> _EXERCISE_:
Count the lines in the listing below that contain the string "beer", and give only that number.

<<<<

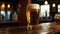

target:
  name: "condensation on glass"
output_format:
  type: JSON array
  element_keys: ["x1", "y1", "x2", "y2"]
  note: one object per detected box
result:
[{"x1": 26, "y1": 4, "x2": 40, "y2": 24}]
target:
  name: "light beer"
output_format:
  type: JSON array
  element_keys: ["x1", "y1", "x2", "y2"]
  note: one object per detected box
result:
[{"x1": 26, "y1": 4, "x2": 40, "y2": 25}]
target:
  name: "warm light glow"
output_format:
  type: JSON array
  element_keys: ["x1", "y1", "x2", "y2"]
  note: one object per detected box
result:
[
  {"x1": 1, "y1": 4, "x2": 5, "y2": 8},
  {"x1": 18, "y1": 4, "x2": 21, "y2": 8},
  {"x1": 52, "y1": 3, "x2": 56, "y2": 7},
  {"x1": 7, "y1": 4, "x2": 10, "y2": 8},
  {"x1": 44, "y1": 1, "x2": 48, "y2": 5},
  {"x1": 40, "y1": 23, "x2": 51, "y2": 31}
]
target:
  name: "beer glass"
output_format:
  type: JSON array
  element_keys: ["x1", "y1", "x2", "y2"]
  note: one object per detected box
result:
[{"x1": 26, "y1": 4, "x2": 40, "y2": 25}]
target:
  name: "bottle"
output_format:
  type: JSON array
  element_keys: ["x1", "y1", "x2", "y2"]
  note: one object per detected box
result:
[{"x1": 12, "y1": 12, "x2": 18, "y2": 21}]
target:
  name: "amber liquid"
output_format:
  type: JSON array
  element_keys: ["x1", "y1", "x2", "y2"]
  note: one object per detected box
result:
[{"x1": 26, "y1": 9, "x2": 40, "y2": 24}]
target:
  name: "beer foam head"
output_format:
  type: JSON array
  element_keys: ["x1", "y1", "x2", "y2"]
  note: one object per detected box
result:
[{"x1": 27, "y1": 4, "x2": 40, "y2": 9}]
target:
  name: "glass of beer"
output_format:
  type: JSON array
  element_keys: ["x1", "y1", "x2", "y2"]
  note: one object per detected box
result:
[{"x1": 26, "y1": 4, "x2": 40, "y2": 25}]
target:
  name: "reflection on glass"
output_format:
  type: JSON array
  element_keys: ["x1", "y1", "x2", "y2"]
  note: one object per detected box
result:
[{"x1": 41, "y1": 23, "x2": 51, "y2": 32}]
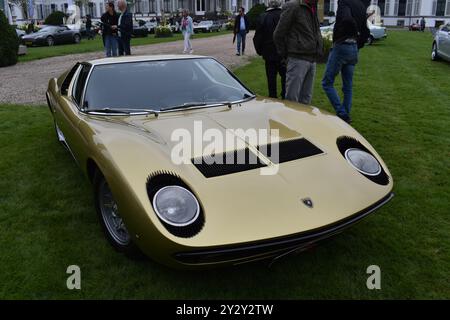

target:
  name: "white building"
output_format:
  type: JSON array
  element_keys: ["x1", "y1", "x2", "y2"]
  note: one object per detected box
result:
[
  {"x1": 324, "y1": 0, "x2": 450, "y2": 27},
  {"x1": 10, "y1": 0, "x2": 269, "y2": 24}
]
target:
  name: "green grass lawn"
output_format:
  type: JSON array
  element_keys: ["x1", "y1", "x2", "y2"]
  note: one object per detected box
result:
[
  {"x1": 0, "y1": 32, "x2": 450, "y2": 299},
  {"x1": 19, "y1": 30, "x2": 231, "y2": 62}
]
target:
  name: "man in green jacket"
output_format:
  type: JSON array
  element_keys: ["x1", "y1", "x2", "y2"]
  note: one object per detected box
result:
[{"x1": 273, "y1": 0, "x2": 323, "y2": 104}]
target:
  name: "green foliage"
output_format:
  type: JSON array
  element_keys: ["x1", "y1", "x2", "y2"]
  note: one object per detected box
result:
[
  {"x1": 247, "y1": 3, "x2": 267, "y2": 30},
  {"x1": 0, "y1": 10, "x2": 19, "y2": 67},
  {"x1": 44, "y1": 11, "x2": 67, "y2": 26}
]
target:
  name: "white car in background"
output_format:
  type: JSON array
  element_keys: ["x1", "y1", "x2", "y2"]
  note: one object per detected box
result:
[
  {"x1": 431, "y1": 23, "x2": 450, "y2": 61},
  {"x1": 320, "y1": 22, "x2": 387, "y2": 44},
  {"x1": 367, "y1": 22, "x2": 387, "y2": 44}
]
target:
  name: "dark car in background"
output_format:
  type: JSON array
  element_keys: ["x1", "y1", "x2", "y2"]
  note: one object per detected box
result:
[
  {"x1": 431, "y1": 23, "x2": 450, "y2": 61},
  {"x1": 194, "y1": 20, "x2": 222, "y2": 32},
  {"x1": 22, "y1": 26, "x2": 81, "y2": 46},
  {"x1": 131, "y1": 24, "x2": 148, "y2": 38}
]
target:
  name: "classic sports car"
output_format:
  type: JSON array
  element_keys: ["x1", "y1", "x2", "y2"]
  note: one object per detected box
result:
[
  {"x1": 22, "y1": 26, "x2": 81, "y2": 46},
  {"x1": 46, "y1": 55, "x2": 393, "y2": 268},
  {"x1": 194, "y1": 20, "x2": 221, "y2": 32},
  {"x1": 431, "y1": 23, "x2": 450, "y2": 61}
]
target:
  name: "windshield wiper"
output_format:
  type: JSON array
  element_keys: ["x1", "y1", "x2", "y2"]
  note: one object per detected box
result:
[
  {"x1": 87, "y1": 108, "x2": 158, "y2": 117},
  {"x1": 86, "y1": 108, "x2": 130, "y2": 114},
  {"x1": 161, "y1": 102, "x2": 206, "y2": 111}
]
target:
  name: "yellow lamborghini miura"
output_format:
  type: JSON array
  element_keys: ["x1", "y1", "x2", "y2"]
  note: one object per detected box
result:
[{"x1": 46, "y1": 56, "x2": 393, "y2": 268}]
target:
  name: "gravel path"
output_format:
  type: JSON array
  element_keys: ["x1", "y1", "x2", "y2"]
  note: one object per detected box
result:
[{"x1": 0, "y1": 33, "x2": 256, "y2": 104}]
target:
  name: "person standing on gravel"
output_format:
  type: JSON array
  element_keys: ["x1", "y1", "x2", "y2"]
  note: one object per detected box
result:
[
  {"x1": 273, "y1": 0, "x2": 323, "y2": 104},
  {"x1": 100, "y1": 2, "x2": 118, "y2": 57},
  {"x1": 181, "y1": 9, "x2": 194, "y2": 53},
  {"x1": 234, "y1": 7, "x2": 250, "y2": 56}
]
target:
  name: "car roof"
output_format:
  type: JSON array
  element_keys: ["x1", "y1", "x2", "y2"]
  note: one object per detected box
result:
[{"x1": 87, "y1": 54, "x2": 214, "y2": 66}]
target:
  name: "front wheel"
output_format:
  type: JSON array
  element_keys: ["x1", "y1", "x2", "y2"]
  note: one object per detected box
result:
[
  {"x1": 94, "y1": 171, "x2": 143, "y2": 258},
  {"x1": 431, "y1": 42, "x2": 439, "y2": 61}
]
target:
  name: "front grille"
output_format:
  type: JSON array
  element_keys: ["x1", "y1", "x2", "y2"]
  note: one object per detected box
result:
[
  {"x1": 191, "y1": 148, "x2": 266, "y2": 178},
  {"x1": 174, "y1": 192, "x2": 394, "y2": 264},
  {"x1": 258, "y1": 138, "x2": 323, "y2": 164}
]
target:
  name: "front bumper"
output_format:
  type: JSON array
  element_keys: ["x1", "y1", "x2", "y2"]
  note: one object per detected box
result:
[
  {"x1": 22, "y1": 38, "x2": 47, "y2": 47},
  {"x1": 174, "y1": 192, "x2": 394, "y2": 267}
]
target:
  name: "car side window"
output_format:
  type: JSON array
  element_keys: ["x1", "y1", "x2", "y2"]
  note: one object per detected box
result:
[
  {"x1": 61, "y1": 63, "x2": 80, "y2": 95},
  {"x1": 73, "y1": 64, "x2": 91, "y2": 108}
]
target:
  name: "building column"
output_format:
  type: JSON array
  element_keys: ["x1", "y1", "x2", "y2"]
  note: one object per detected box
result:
[{"x1": 156, "y1": 0, "x2": 162, "y2": 16}]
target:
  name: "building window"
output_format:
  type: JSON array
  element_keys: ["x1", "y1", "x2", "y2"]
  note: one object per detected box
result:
[
  {"x1": 433, "y1": 0, "x2": 448, "y2": 17},
  {"x1": 163, "y1": 0, "x2": 171, "y2": 12},
  {"x1": 414, "y1": 0, "x2": 422, "y2": 16},
  {"x1": 397, "y1": 0, "x2": 406, "y2": 17},
  {"x1": 406, "y1": 0, "x2": 412, "y2": 16},
  {"x1": 88, "y1": 2, "x2": 95, "y2": 17},
  {"x1": 134, "y1": 0, "x2": 142, "y2": 13},
  {"x1": 148, "y1": 0, "x2": 156, "y2": 13}
]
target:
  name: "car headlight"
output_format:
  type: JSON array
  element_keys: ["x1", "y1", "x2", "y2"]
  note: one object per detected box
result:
[
  {"x1": 153, "y1": 185, "x2": 200, "y2": 227},
  {"x1": 345, "y1": 148, "x2": 381, "y2": 176}
]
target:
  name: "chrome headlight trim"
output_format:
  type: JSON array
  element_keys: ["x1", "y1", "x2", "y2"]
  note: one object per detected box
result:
[
  {"x1": 152, "y1": 185, "x2": 200, "y2": 227},
  {"x1": 344, "y1": 148, "x2": 382, "y2": 177}
]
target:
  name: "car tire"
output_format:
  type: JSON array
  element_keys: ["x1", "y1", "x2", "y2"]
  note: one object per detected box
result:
[
  {"x1": 94, "y1": 170, "x2": 144, "y2": 259},
  {"x1": 45, "y1": 36, "x2": 55, "y2": 47},
  {"x1": 431, "y1": 42, "x2": 439, "y2": 61}
]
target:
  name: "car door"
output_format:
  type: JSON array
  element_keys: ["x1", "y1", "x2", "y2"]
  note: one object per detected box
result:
[
  {"x1": 55, "y1": 63, "x2": 92, "y2": 160},
  {"x1": 439, "y1": 24, "x2": 450, "y2": 59}
]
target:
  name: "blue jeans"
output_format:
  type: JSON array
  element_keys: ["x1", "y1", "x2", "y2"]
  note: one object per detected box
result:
[
  {"x1": 322, "y1": 44, "x2": 358, "y2": 120},
  {"x1": 118, "y1": 36, "x2": 131, "y2": 56},
  {"x1": 236, "y1": 30, "x2": 247, "y2": 54},
  {"x1": 104, "y1": 35, "x2": 117, "y2": 57}
]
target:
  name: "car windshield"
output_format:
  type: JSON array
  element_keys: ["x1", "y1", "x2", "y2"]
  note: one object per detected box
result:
[{"x1": 84, "y1": 58, "x2": 254, "y2": 111}]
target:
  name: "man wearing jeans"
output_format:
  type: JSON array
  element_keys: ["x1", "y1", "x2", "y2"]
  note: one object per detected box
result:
[
  {"x1": 117, "y1": 0, "x2": 133, "y2": 56},
  {"x1": 234, "y1": 7, "x2": 250, "y2": 56},
  {"x1": 273, "y1": 0, "x2": 323, "y2": 104},
  {"x1": 322, "y1": 0, "x2": 370, "y2": 123}
]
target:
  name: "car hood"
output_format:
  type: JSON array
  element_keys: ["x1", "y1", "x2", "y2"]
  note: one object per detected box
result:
[
  {"x1": 22, "y1": 32, "x2": 51, "y2": 40},
  {"x1": 85, "y1": 98, "x2": 392, "y2": 247}
]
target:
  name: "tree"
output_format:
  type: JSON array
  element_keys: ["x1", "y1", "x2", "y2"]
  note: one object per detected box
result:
[{"x1": 0, "y1": 10, "x2": 19, "y2": 67}]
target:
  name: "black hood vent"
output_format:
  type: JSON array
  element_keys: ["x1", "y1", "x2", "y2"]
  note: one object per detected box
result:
[
  {"x1": 191, "y1": 148, "x2": 266, "y2": 178},
  {"x1": 191, "y1": 138, "x2": 323, "y2": 178},
  {"x1": 258, "y1": 138, "x2": 323, "y2": 164}
]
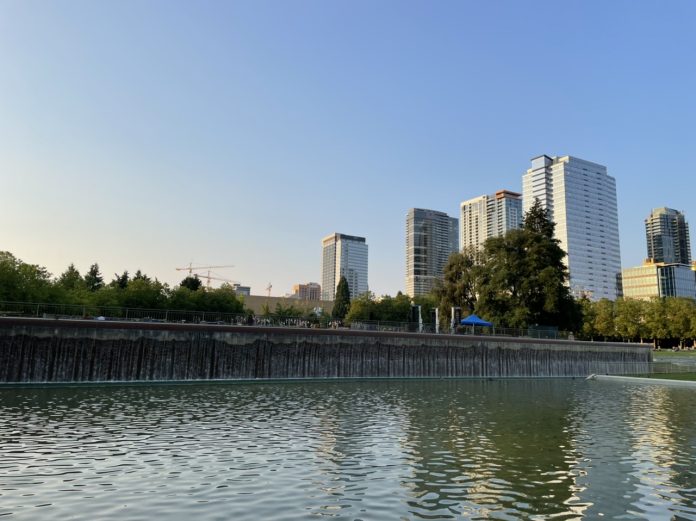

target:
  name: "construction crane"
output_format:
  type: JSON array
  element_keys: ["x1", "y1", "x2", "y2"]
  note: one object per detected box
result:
[
  {"x1": 175, "y1": 262, "x2": 234, "y2": 275},
  {"x1": 201, "y1": 270, "x2": 239, "y2": 289}
]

>>>>

> _COMPLETED TASK_:
4